From the opening line of the records through the line bearing "find the white tile", set down every line exactly.

(Data entries)
┄┄┄┄┄┄
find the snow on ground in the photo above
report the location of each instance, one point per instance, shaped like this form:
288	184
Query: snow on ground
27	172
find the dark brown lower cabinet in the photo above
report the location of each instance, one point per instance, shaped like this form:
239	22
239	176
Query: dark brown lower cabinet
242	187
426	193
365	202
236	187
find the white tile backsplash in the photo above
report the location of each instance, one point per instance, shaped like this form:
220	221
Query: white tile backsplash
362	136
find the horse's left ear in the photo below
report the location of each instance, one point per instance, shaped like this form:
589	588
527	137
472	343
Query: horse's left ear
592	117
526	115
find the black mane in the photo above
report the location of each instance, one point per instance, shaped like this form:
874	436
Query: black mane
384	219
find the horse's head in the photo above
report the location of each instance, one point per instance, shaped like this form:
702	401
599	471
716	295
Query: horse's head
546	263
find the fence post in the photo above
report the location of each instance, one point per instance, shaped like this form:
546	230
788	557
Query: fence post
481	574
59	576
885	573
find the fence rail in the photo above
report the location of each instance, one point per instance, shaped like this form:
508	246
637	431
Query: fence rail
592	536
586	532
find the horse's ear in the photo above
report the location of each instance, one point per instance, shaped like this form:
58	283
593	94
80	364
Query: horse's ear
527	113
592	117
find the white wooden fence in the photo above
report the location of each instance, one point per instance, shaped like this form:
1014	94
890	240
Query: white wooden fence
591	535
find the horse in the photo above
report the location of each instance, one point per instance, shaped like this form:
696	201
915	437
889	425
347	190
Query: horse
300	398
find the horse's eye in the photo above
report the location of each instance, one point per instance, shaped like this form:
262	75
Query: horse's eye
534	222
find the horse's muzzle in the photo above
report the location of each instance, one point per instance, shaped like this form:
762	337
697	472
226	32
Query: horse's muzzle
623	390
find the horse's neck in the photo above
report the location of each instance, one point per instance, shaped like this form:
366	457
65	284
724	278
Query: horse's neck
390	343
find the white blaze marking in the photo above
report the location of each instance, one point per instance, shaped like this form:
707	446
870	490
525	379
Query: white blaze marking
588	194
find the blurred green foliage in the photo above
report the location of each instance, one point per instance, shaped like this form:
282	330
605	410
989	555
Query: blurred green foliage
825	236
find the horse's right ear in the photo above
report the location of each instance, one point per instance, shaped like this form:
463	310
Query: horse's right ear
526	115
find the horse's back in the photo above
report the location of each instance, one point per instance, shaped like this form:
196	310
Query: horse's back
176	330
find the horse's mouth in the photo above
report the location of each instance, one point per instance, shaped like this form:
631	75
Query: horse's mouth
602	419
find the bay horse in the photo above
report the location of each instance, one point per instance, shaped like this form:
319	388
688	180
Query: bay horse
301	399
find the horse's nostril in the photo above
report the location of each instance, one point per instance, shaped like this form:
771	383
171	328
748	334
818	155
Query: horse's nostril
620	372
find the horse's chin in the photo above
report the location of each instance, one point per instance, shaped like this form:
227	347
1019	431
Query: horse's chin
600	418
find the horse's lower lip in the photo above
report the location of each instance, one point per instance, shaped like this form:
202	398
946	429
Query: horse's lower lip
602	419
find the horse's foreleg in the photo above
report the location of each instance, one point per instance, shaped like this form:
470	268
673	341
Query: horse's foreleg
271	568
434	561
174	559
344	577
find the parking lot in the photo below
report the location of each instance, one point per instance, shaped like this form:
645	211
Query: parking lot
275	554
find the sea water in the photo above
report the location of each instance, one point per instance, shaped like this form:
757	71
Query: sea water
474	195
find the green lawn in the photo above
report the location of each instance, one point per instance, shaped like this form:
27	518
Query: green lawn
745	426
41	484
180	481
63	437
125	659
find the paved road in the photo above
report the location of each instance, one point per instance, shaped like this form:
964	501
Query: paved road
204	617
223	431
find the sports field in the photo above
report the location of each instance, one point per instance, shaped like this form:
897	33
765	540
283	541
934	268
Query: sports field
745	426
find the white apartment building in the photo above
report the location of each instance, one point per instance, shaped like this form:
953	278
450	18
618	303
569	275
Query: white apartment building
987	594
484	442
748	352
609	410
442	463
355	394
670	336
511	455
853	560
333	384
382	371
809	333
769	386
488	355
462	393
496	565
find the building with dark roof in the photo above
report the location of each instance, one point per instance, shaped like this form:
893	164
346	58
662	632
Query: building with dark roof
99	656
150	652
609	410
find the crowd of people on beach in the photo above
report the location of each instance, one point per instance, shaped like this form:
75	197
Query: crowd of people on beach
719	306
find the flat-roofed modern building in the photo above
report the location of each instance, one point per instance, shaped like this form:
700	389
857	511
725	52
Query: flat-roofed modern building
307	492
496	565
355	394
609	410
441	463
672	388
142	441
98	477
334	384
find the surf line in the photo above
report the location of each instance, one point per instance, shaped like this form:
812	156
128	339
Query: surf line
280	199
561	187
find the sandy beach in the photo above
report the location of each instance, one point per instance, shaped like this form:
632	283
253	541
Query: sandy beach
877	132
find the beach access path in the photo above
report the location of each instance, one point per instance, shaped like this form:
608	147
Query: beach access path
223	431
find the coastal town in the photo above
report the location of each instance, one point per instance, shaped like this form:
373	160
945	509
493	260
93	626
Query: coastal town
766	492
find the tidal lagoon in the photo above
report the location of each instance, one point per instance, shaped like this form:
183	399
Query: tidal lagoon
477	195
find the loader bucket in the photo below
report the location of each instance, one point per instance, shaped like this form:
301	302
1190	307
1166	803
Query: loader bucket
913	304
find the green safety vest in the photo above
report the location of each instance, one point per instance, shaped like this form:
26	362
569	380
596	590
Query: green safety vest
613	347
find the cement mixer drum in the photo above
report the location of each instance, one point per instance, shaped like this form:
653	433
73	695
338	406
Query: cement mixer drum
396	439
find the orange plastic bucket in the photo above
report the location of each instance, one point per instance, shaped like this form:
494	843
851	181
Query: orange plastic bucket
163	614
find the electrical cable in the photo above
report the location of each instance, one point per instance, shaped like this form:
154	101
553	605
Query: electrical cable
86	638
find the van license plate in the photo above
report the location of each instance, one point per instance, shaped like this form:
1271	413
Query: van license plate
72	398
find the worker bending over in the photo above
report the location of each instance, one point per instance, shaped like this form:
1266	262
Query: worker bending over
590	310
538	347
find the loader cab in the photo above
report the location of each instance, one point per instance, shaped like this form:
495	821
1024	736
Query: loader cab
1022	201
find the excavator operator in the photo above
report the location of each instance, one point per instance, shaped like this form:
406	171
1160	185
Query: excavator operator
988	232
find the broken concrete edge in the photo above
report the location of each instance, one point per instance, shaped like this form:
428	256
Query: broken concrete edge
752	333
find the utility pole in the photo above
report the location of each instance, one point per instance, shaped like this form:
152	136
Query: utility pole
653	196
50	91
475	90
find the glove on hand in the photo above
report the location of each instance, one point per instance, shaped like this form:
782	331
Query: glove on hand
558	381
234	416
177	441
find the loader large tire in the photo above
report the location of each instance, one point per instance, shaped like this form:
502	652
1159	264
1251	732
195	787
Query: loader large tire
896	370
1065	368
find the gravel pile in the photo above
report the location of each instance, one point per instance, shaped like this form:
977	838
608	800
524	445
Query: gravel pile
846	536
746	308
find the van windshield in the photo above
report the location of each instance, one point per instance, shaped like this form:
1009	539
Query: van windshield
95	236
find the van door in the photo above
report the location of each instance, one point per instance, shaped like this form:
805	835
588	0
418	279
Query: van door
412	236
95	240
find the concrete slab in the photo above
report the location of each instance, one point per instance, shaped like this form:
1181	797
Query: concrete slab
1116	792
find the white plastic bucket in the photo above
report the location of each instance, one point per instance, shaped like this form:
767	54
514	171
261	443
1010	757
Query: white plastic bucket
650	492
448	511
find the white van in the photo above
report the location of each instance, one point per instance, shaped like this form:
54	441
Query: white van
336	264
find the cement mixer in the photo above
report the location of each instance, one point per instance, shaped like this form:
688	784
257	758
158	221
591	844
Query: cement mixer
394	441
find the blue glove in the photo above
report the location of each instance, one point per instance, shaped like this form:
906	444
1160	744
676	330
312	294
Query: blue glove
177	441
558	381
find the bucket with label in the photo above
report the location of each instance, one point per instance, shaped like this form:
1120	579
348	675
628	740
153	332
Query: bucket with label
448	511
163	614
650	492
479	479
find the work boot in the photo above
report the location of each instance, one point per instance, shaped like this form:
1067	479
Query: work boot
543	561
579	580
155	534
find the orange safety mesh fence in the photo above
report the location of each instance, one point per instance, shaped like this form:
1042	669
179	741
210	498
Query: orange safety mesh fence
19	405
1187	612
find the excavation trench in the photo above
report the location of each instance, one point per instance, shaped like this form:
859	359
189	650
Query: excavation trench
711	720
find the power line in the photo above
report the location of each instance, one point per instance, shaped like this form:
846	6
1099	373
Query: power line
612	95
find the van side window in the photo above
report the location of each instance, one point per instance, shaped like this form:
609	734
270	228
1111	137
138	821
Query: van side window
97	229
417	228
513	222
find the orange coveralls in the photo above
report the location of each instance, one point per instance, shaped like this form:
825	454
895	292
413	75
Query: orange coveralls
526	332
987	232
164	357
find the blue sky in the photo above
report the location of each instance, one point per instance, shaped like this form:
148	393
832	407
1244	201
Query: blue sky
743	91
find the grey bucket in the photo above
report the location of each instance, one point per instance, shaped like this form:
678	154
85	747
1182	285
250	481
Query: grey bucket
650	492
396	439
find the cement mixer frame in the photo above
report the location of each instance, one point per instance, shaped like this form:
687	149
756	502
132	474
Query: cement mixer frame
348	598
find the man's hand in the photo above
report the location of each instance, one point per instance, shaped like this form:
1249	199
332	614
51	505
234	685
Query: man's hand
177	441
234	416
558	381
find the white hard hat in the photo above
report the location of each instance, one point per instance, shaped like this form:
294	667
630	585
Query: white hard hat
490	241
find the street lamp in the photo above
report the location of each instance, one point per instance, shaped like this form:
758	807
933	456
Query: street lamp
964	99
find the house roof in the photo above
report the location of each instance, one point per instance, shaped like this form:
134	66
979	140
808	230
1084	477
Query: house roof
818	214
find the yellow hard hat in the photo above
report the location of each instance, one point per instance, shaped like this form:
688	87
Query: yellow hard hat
┄┄┄┄┄┄
Answer to this problem ::
find the snow on ground in the photo above
report the location of each instance, one point per instance, shaped like this form:
288	184
Query: snow on ground
27	172
find the dark brown lower cabinet in the photo above
report the location of each instance, one point per instance, shaped like this form:
239	22
239	176
Query: dark brown lower cabinet
242	187
426	193
365	202
236	187
find the white tile backsplash in the photo above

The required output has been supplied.